Mario Goldstein - 29. Mai 2020 Kulturrat_Logo_72dpi-01

Das Grüne Band

Das Ende von Mauern und Grenzen


Das Abenteuer Grünes Band mitten in Deutschland

Im Jahr 2015 wurde ich vom Bund für Umwelt und Naturschutz Deutschland (BUND) inspiriert, das gesamte Grüne Band, die ehemalige deutsch-deutsche Grenze, zu Fuß abzuwandern. Ein Abenteuer, das mich nach fast drei Jahrzehnten an einen Ort zurückbrachte, der nicht nur eng mit meiner eigenen Lebensgeschichte verbunden ist, sondern mittlerweile als Nationales Naturmonument unter Schutz steht. Über 1.200 seltene Arten der Flora und Fauna finden in diesem bis zu 200 Meter breiten und 1.393 Kilometer langen Landstrich ihren Rückzugsort. Das Grüne Band ist heute eine Erinnerungslandschaft, die, als stummer Zeitzeuge der Trennung Deutschlands, von der damaligen Zeit erzählt.

▶ **DATENTEIL**
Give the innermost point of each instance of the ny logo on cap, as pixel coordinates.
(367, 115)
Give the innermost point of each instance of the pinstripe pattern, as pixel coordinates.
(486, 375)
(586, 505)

▶ **AUFGABE 1**
Beantworte zum Text über das Grüne Band die folgenden Fragen.
(a) Welche Organisation gab im Jahr 2015 den Anstoß, das gesamte Grüne Band zu Fuß abzuwandern?
(b) Wie viele seltene Arten der Flora und Fauna finden im Grünen Band ihren Rückzugsort?
(c) Wie lang und wie breit ist der Landstrich?
▶ **AUFGABE 2**
Gib aus dem Text über das Grüne Band den Abschnitt von „Das Abenteuer Grünes“ bis „damaligen Zeit erzählt.“ wortgetreu wieder.
▶ **AUFGABE 3**
Führe den Text über das Grüne Band im Anschluss an seinen letzten Satz fort.

▶ **LÖSUNG 1**
(a) Den Anstoß gab der Bund für Umwelt und Naturschutz Deutschland (BUND).
(b) Dort finden über 1.200 seltene Arten ihren Rückzugsort.
(c) Der Landstrich ist 1.393 Kilometer lang und bis zu 200 Meter breit.

▶ **LÖSUNG 2**
Das Abenteuer Grünes Band mitten in Deutschland

Im Jahr 2015 wurde ich vom Bund für Umwelt und Naturschutz Deutschland (BUND) inspiriert, das gesamte Grüne Band, die ehemalige deutsch-deutsche Grenze, zu Fuß abzuwandern. Ein Abenteuer, das mich nach fast drei Jahrzehnten an einen Ort zurückbrachte, der nicht nur eng mit meiner eigenen Lebensgeschichte verbunden ist, sondern mittlerweile als Nationales Naturmonument unter Schutz steht. Über 1.200 seltene Arten der Flora und Fauna finden in diesem bis zu 200 Meter breiten und 1.393 Kilometer langen Landstrich ihren Rückzugsort. Das Grüne Band ist heute eine Erinnerungslandschaft, die, als stummer Zeitzeuge der Trennung Deutschlands, von der damaligen Zeit erzählt.

▶ **LÖSUNG 3**
Dutzende Begegnungen mit Naturschützern, Opfern des DDR-Regimes, Politikern und Individualisten, die sich am Grünen Band niedergelassen haben, brachten die Erkenntnis, dass wir Menschen zur kollektiven Versöhnung in der Lage sind und selbst aus einem scheinbar für die Ewigkeit gebauten Todesstreifen eine Lebenslinie erschaffen können. Eine Transformation, die aus dem Grünen Band einen Botschafter macht, der davon erzählt, dass aus dem Grauen der Trennung, der Angst und des Todes ein Ort der Begegnung, des Miteinanders und der Artenvielfalt entstehen kann. Eine Perlenkette für Deutschland, die große Naturschutzgebiete miteinander verbindet, seltene Pflanzen beherbergt und einen Schutzstreifen für Tierwanderungen bietet.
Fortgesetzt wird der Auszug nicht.